§ **EXTRACT TO READ**:
+---+

Today, I’m headed to Manhattan ahead of my PET scan and appointment with my Oncologist at Sloan Kettering. I usually enjoy the drive down but this time I’m a little uneasy.
Last year at this time I had a scan and was told the Lymph nodes under my left arm (non-cancer side) lit up real pretty. That set off a battery of tests and biopsies to confirm the possible progression and to see if the pathology had changed. I also had my ribs biopsied again as they also looked suspicios on the scan and had been bothering me for some time.
It had all turned out OK. No progression in either the nodes or the rib but it was probably the second most stressful time since my diagnosis AND it all happened right before my birthday, which happens to be this Sunday.
As I sit in the passenger seat of the car writing this and remembering the events of last year at this time, it’s hard not to let my mind go to that place. That place where I imagine my Oncologist saying she’s sorry but the Cancer has spread to (pick an organ of your choice). Don’t get me wrong, I’m not being “negative”. This is fear and the fear is real. At some point this IS going to happen. It COULD be tomorrow.

+---+

(Saved entries)
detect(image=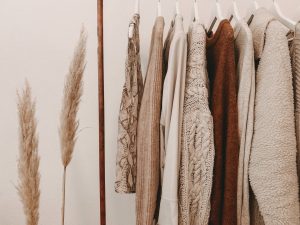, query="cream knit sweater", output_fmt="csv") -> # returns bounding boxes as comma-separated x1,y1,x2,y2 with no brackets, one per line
178,22,215,225
249,9,300,225
234,21,255,225
158,15,187,225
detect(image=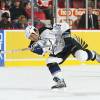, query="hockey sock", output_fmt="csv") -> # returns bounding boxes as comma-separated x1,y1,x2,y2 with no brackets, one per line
47,63,63,79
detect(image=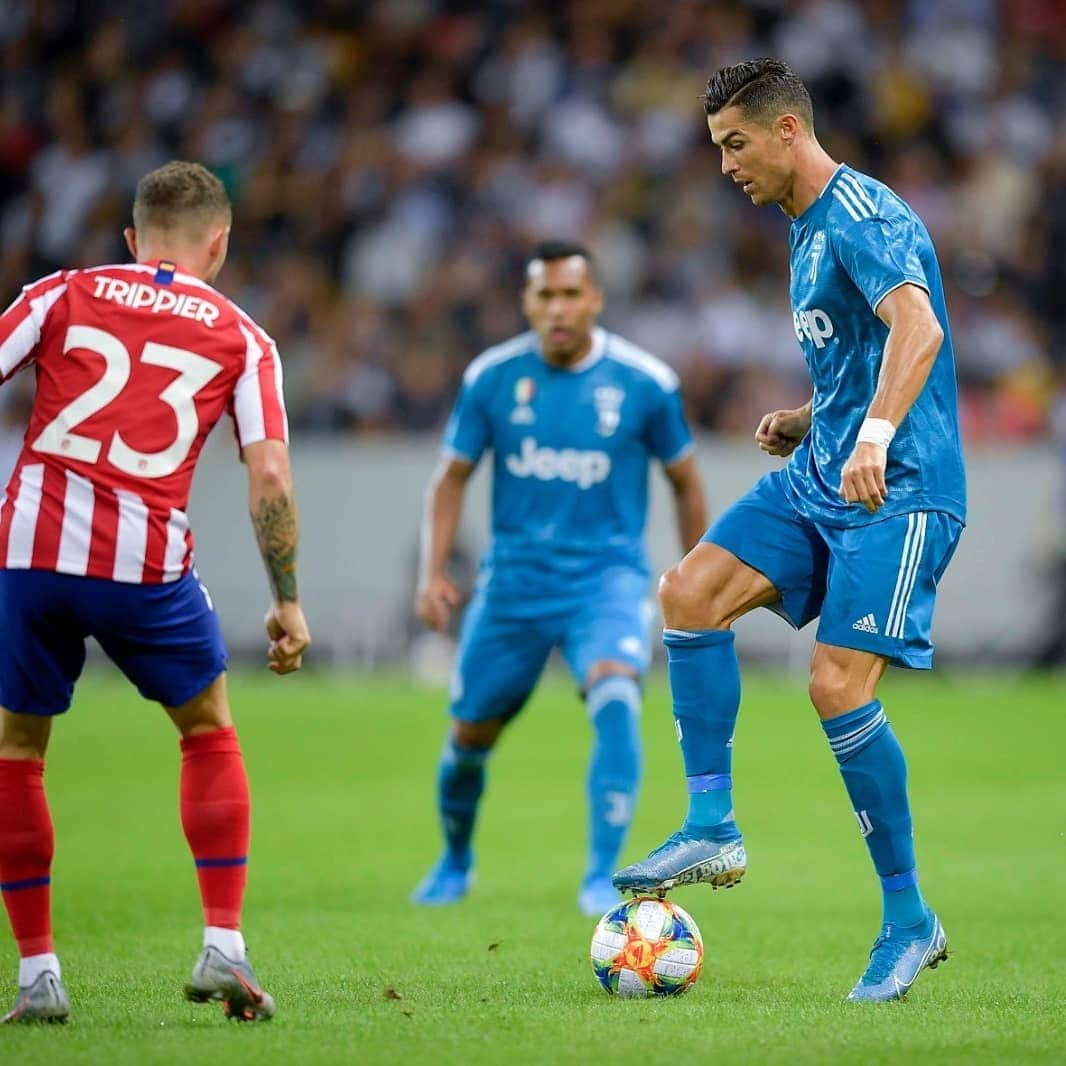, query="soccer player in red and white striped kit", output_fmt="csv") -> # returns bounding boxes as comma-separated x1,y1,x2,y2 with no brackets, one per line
0,162,310,1022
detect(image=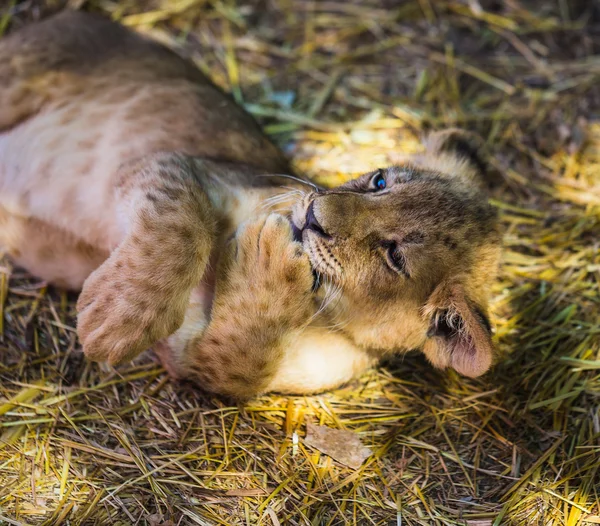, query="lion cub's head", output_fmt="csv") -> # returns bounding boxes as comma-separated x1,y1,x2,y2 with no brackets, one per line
292,130,500,376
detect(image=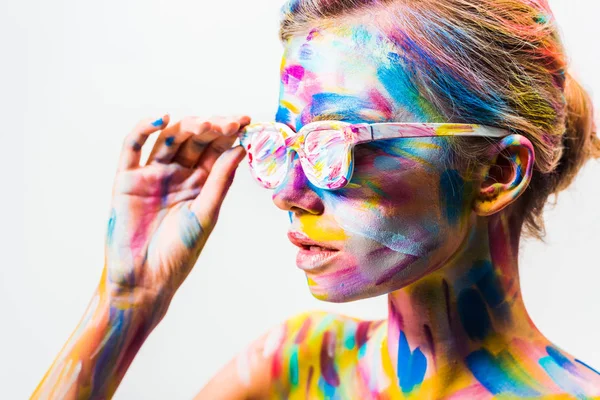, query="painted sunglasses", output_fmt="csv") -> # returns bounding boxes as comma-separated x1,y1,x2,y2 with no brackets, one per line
240,121,510,190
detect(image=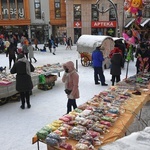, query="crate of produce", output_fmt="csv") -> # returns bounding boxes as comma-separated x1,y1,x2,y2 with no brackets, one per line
38,75,57,91
45,75,57,83
38,82,54,91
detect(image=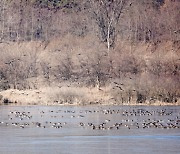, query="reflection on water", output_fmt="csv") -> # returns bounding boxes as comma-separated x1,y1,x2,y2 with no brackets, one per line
0,106,180,154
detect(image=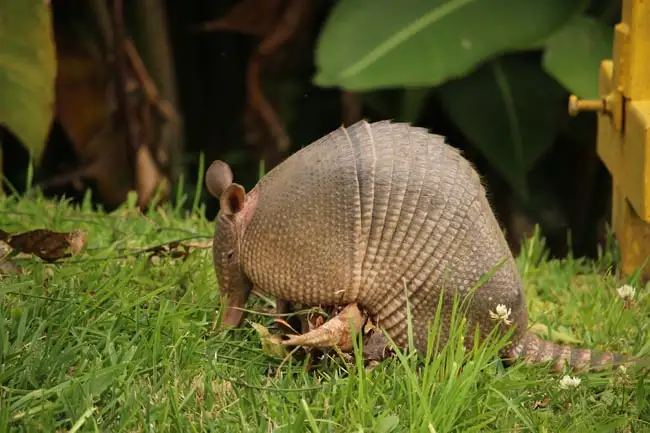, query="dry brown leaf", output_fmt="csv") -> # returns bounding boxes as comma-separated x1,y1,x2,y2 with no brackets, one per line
0,229,86,262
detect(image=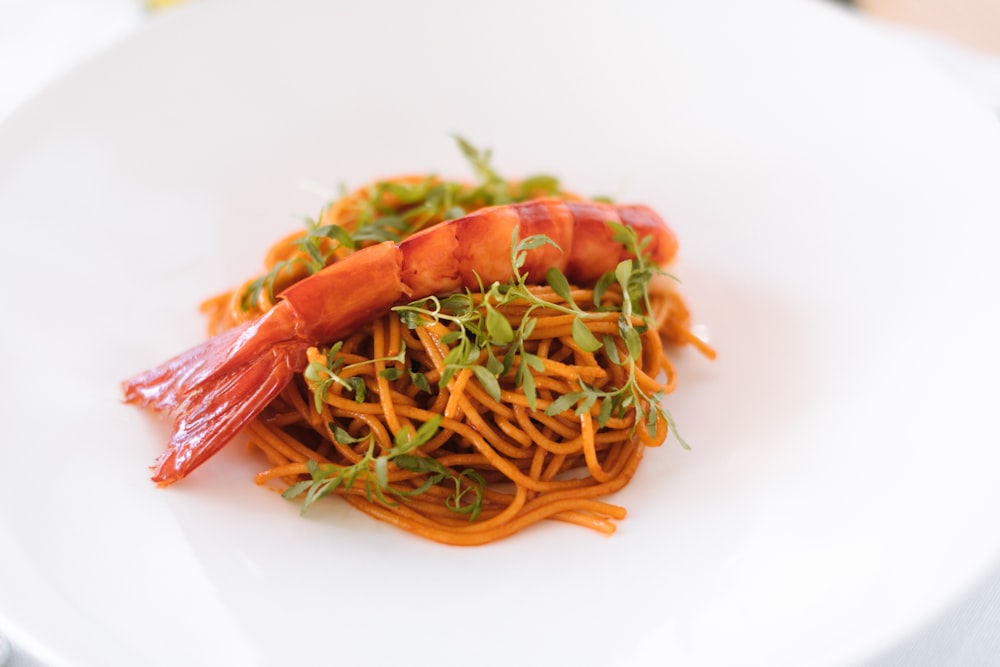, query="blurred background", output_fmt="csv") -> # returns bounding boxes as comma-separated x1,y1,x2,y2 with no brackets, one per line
0,0,1000,120
0,0,1000,667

+---+

§ **EXERCISE PROMPT**: Reproduce a passage from the post about the PET scan word for word, starting with "Today, I’m headed" and going on through "be this Sunday.". These items are separate from the post and unrelated to it.

§ **TASK RESPONSE**:
Today, I’m headed to Manhattan ahead of my PET scan and appointment with my Oncologist at Sloan Kettering. I usually enjoy the drive down but this time I’m a little uneasy.
Last year at this time I had a scan and was told the Lymph nodes under my left arm (non-cancer side) lit up real pretty. That set off a battery of tests and biopsies to confirm the possible progression and to see if the pathology had changed. I also had my ribs biopsied again as they also looked suspicios on the scan and had been bothering me for some time.
It had all turned out OK. No progression in either the nodes or the rib but it was probably the second most stressful time since my diagnosis AND it all happened right before my birthday, which happens to be this Sunday.